Stored entries
* * * *

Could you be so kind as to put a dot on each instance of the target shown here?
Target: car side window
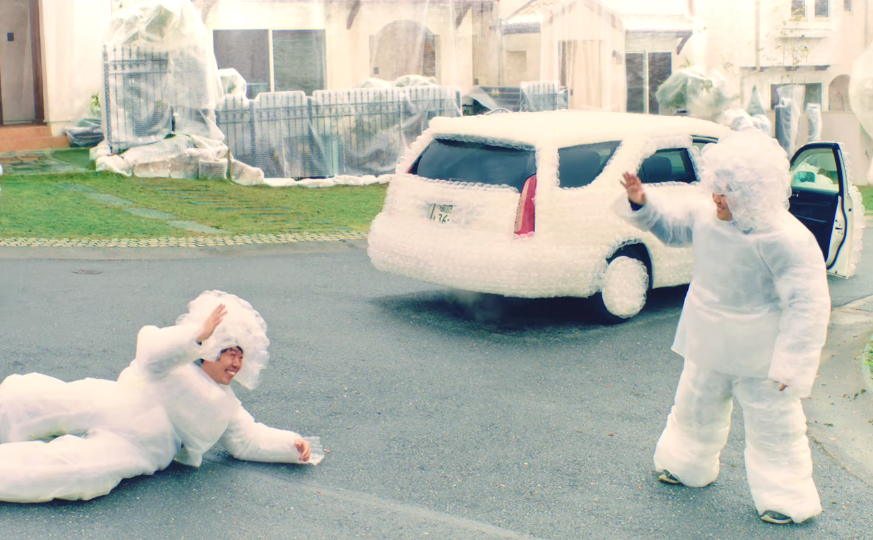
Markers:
(579, 165)
(816, 169)
(673, 165)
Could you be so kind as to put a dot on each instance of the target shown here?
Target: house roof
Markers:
(657, 23)
(645, 17)
(528, 18)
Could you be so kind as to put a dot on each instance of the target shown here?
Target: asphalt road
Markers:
(446, 416)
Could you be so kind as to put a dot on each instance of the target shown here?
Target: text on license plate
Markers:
(441, 213)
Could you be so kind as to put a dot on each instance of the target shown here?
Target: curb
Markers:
(840, 409)
(185, 241)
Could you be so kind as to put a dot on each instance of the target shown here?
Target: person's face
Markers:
(721, 209)
(226, 367)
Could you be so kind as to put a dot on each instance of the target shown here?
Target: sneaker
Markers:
(772, 516)
(668, 478)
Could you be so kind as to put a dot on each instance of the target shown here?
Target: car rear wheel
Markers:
(623, 288)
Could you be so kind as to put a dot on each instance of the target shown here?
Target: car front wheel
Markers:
(623, 288)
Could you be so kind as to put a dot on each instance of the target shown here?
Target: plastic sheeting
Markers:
(788, 116)
(701, 96)
(861, 95)
(160, 78)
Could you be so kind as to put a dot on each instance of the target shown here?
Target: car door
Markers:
(821, 199)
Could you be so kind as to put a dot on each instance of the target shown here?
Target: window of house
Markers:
(813, 94)
(636, 82)
(798, 8)
(645, 73)
(247, 51)
(298, 61)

* * * *

DIRECTIONS FOR THIS TASK: Every entry above is to be transcribed exactly, with all pictures left out.

SOLVED PROBLEM:
Could you be so kind as to put a dot on each instance of the target shown here?
Target: car side window
Markers:
(579, 165)
(816, 169)
(673, 165)
Could you be so kind as to put a dot on each instance of the target shown here?
Target: house roof
Markers:
(657, 23)
(645, 17)
(528, 18)
Could you be so kind as to put a dot on each instance of the target shown here?
Target: asphalt road
Markers:
(446, 416)
Could you be so kind as to put a dot on each instance of the target shown here?
Target: text on license plate
Markers:
(441, 213)
Could you be so kind as to put a dot on each instance of the target shown here?
Target: curb
Markers:
(840, 409)
(185, 241)
Could you be so kind as to put a dot on each instance of the target shown here?
Target: person's face
Markers:
(721, 209)
(226, 367)
Could you be so kind as to put a dot on each instance of the target shown here?
Target: sneaker
Markers:
(772, 516)
(668, 478)
Could you be so kind as to put a dot on each instance of the target shown here?
Target: car rear wheel
Markers:
(623, 288)
Could you be so kind as to put a dot on each instance of the target shown here?
Target: car front wheel
Markers:
(623, 288)
Could you be so kind as to put a dot on each instance of the target shown here?
Target: plastic sheeting
Markers:
(788, 116)
(701, 96)
(861, 95)
(160, 78)
Could you be so kind as to put a dot on each instance of the target shown here?
Target: car door
Markers:
(821, 199)
Could you be so kind as to put a dot on each instance of the target shown here?
Target: window of house
Markers:
(813, 94)
(636, 82)
(798, 8)
(645, 73)
(247, 51)
(298, 61)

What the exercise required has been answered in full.